#### TASK INPUTS

──────────

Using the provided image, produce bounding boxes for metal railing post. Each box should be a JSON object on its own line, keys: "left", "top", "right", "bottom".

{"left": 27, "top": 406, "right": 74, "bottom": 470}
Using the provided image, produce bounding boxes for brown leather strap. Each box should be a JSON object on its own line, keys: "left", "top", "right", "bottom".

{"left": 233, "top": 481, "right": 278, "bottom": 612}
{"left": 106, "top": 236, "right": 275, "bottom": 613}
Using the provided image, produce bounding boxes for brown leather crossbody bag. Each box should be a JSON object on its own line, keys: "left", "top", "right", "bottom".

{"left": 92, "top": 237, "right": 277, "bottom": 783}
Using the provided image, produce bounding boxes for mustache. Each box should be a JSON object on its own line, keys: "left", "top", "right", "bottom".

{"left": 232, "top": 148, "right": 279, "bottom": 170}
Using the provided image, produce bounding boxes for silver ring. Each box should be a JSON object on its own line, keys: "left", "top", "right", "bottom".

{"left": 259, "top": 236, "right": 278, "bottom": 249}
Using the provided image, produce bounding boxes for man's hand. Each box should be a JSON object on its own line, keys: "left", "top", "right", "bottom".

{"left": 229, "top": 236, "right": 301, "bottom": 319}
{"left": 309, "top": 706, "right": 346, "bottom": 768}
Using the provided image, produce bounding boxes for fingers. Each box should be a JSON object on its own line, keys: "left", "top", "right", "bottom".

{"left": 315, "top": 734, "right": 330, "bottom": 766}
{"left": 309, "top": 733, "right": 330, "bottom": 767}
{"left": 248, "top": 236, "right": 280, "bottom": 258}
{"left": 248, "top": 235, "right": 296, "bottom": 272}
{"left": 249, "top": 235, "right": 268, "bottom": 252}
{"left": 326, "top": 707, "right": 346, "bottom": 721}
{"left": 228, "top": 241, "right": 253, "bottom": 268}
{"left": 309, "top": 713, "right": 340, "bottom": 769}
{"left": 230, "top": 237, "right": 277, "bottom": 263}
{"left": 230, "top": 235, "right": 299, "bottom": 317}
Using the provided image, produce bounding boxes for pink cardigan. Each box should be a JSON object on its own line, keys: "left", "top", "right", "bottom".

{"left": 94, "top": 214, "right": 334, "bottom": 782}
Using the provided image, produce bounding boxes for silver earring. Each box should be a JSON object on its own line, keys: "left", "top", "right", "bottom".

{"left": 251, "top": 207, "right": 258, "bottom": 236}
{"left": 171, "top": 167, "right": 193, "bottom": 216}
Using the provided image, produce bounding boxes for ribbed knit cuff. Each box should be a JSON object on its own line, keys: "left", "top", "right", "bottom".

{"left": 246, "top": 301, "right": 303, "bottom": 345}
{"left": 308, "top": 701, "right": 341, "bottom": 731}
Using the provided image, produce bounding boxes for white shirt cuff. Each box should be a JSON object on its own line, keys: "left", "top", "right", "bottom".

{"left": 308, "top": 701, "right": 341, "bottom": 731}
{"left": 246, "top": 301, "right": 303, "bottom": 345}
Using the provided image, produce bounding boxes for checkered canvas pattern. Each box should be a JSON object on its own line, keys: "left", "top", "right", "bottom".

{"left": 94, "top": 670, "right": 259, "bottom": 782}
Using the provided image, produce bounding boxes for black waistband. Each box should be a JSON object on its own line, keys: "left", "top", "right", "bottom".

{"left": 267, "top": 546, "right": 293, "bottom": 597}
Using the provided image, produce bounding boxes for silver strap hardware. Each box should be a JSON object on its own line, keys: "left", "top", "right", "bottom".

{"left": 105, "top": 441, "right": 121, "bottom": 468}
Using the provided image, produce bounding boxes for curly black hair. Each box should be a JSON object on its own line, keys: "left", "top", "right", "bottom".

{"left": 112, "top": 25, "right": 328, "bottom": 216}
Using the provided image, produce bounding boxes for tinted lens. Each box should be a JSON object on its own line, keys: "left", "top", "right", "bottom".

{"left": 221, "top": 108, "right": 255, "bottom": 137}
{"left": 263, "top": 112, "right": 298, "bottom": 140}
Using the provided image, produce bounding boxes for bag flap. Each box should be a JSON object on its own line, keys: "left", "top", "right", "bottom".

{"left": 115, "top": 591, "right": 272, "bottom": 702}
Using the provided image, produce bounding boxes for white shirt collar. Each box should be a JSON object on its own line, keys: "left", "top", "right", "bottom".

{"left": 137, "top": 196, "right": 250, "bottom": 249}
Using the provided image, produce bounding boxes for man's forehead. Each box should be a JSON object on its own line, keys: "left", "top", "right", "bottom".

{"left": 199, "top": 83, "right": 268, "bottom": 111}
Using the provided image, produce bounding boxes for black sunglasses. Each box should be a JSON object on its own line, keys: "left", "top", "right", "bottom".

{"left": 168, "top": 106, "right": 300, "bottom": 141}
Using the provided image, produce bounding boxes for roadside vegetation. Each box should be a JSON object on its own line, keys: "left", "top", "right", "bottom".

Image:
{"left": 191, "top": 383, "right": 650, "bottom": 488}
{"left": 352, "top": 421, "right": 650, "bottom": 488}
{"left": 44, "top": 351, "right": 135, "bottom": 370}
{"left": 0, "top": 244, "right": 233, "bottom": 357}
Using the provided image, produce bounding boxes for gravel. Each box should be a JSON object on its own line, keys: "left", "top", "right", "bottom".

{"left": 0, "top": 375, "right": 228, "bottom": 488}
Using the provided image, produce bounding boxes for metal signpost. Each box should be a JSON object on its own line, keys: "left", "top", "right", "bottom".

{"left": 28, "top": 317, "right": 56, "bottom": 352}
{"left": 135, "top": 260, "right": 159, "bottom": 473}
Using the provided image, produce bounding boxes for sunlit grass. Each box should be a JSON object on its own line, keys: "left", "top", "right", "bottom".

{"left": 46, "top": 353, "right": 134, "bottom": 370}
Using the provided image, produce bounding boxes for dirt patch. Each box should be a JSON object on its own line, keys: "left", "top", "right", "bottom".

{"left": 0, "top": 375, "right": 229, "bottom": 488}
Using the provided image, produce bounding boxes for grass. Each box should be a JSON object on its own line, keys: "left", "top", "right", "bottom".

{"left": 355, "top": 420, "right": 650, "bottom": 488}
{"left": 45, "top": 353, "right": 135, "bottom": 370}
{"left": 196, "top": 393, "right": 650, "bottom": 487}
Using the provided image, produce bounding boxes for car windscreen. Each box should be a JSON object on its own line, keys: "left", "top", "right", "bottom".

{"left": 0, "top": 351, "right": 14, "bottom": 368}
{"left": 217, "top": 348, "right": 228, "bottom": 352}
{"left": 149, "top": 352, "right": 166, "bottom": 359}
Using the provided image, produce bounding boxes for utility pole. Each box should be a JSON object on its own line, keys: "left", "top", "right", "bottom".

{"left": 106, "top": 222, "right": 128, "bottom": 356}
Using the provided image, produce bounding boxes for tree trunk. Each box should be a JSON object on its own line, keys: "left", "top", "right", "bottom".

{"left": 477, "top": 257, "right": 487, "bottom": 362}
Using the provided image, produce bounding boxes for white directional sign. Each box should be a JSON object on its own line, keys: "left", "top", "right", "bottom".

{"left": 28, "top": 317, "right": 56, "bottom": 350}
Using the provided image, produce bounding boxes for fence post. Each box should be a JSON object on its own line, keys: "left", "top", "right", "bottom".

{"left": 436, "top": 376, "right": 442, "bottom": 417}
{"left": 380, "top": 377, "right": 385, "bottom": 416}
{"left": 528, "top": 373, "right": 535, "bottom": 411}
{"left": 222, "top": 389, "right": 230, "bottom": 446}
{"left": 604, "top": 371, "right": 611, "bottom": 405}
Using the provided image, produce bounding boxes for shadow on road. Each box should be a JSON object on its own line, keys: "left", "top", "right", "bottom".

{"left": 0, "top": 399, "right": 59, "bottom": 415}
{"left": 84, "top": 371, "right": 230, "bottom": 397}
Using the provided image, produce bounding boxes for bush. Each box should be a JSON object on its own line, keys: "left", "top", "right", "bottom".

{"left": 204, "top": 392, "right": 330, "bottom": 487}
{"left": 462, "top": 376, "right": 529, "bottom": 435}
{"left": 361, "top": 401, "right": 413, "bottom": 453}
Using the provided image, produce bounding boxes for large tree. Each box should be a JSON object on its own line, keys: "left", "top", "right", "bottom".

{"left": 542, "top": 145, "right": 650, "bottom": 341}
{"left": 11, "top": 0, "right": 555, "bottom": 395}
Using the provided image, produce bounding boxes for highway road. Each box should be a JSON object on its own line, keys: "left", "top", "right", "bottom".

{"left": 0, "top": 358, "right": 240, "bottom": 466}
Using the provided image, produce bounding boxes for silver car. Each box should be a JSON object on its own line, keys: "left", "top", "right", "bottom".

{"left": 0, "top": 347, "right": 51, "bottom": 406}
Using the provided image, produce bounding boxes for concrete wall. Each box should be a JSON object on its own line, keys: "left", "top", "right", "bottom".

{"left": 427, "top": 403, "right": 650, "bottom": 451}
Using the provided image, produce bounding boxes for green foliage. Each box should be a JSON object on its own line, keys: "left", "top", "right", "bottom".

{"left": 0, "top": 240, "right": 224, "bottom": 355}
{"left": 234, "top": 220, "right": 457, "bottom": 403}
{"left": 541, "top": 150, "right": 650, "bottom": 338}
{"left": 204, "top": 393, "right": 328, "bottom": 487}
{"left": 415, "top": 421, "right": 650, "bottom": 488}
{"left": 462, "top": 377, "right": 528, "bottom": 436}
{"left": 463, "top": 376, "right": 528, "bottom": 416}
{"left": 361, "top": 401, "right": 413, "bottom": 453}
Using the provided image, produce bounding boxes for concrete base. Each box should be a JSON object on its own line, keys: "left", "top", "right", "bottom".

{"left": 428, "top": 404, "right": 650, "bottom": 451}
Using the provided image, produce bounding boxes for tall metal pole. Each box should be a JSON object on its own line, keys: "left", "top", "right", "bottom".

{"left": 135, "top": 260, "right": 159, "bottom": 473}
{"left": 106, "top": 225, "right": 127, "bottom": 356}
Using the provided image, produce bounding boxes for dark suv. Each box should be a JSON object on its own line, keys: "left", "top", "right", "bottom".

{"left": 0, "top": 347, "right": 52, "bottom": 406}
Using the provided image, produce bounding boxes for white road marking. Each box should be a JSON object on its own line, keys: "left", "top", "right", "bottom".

──────────

Using the entries above, repeat only the lines from the one containing "Using the provided image, produce bounding boxes for curly" through the one containing "Using the provided image, produce bounding boxes for roadside", end lines included.

#### YOUR SOLUTION
Using the provided image, produce bounding boxes for curly black hair. Each box should be a JSON object on its own line, keys: "left", "top", "right", "bottom".

{"left": 112, "top": 25, "right": 328, "bottom": 216}
Using the provided image, produce bounding boxes for tinted lens. Each box should be a JSON object on its own line, keys: "left", "top", "right", "bottom".

{"left": 221, "top": 108, "right": 255, "bottom": 137}
{"left": 263, "top": 112, "right": 298, "bottom": 140}
Using the provided image, produce bounding boxes for bag flap. Each box should be a JSON object on its own line, keys: "left", "top", "right", "bottom".

{"left": 115, "top": 591, "right": 272, "bottom": 702}
Using the provided image, produce bounding boxes for white shirt collar. Each box should be a JSON object on its own line, keys: "left", "top", "right", "bottom".

{"left": 137, "top": 196, "right": 250, "bottom": 249}
Using the provided image, produce bounding boxes for man's forehead. Each box should be a JSON object on its own line, keys: "left", "top", "right", "bottom".

{"left": 199, "top": 83, "right": 268, "bottom": 111}
Using the provided image, produce bounding boxes for black sunglasses. Each box should be a JSON object on its own line, keys: "left", "top", "right", "bottom".

{"left": 168, "top": 106, "right": 300, "bottom": 141}
Using the provided image, produce bounding boxes for roadside vegetation. Each box should be a JSON object on its own line, keys: "left", "top", "right", "bottom".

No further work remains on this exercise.